● WHAT IS NEEDED: Copy everything from "I've pushed a" down to "demonstrate the concept." in the comment on the devdata script proof of concept.

I've pushed a proof-of-concept to a pre-closed PR, to help answer some of the questions raised about a script-based approach: https://github.com/hypothesis/h/pull/5698/
This only creates three users, it doesn't create all the users, groups, memberships, organizations, authclients, etc that're needed. But I think it should be enough to demonstrate the concept.
Some notes on this POC:
If you have a completely new DB---as in you haven't even initialized the DB schema yet---you can just run make devdata
and it'll initialise the DB schema and create the three users. This is because make devdata
uses tox's "dev" env, the same one that make dev
uses, and tox already initializes the DB, if it's not initialised already, whenever this "dev" env is used.
If you do have an initialized DB, e.g. you already ran bin/hypothesis --dev init
for some reason, but the DB is empty, you can just run make devdata
and it'll create the three users. Again, this is an existing property of our tox setup, it will initialize the DB but only if it's not already initialized.
If you have an initialized DB and you already have custom data (e.g. custom users) in the DB, you can just run make devdata
and it'll add the three dev users but not touch your existing data. The script doesn't have to go out of its way, particularly, to avoid touching existing custom data: just by virtue of being a script that only upserts certain users, this doesn't touch other objects in the DB.
If you already have the dev users in your DB (e.g. you already ran make devdata
) you can just run make devdata
again and it will do nothing. Again, the script doesn't have to go out of its way to provide this, it's just an effect of being an upsert script.
If we ship a change to the devdata script that changes one of the fields of one of the users, e.g. changes a user's email address, then you can just run make devdata
and it will update the changed field
If we ship a change to the devdata script that adds a new object to the dev data, e.g. adds a fourth user, then you can just run make devdata
and it will create just the new user
If you have partial dev data in your DB, e.g. you deleted one of the dev users, then you can just run make devdata
and it'll recreate just the user you deleted
If you have incorrect dev data in your DB, e.g. you changed one of the fields of one of the dev users, then you can just run make devdata
and it'll reset just the field you changed
If you deliberately want to modify the standard dev data, for example you want to edit an authclient to test what happens with the edited version, you have three choices:
You can edit the standard dev data, understanding that your edits will be temporary
Based on the conversation above I no longer think that make dev
should call make devdata
automatically. You should have to call make devdata
manually. It's one more command to run manually, but it means that any changes will not be overwritten when you run make dev
. Your changes to the standard dev data won't be overwritten until you run make devdata
again. But the idea is that any custom changes to the standard dev data are temporary and you should expect to run make devdata
in future and overwrite them.
You can create custom data, instead of editing the standard dev data objects. Create a new authclient with the settings you want. make devdata
will never overwrite this.
You can edit the dev data script and send a PR, so that the team can benefit from your changes.

[Records from a dataset]
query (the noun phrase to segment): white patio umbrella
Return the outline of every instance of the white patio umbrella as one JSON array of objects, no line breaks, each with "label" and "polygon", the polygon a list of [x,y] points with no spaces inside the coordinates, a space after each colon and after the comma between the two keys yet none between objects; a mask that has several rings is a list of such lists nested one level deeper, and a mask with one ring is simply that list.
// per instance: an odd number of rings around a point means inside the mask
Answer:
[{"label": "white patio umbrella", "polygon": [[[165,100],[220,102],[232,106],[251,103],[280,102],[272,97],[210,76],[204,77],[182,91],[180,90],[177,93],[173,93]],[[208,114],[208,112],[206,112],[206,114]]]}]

● WRITTEN RESPONSE:
I've pushed a proof-of-concept to a pre-closed PR, to help answer some of the questions raised about a script-based approach: https://github.com/hypothesis/h/pull/5698/
This only creates three users, it doesn't create all the users, groups, memberships, organizations, authclients, etc that're needed. But I think it should be enough to demonstrate the concept.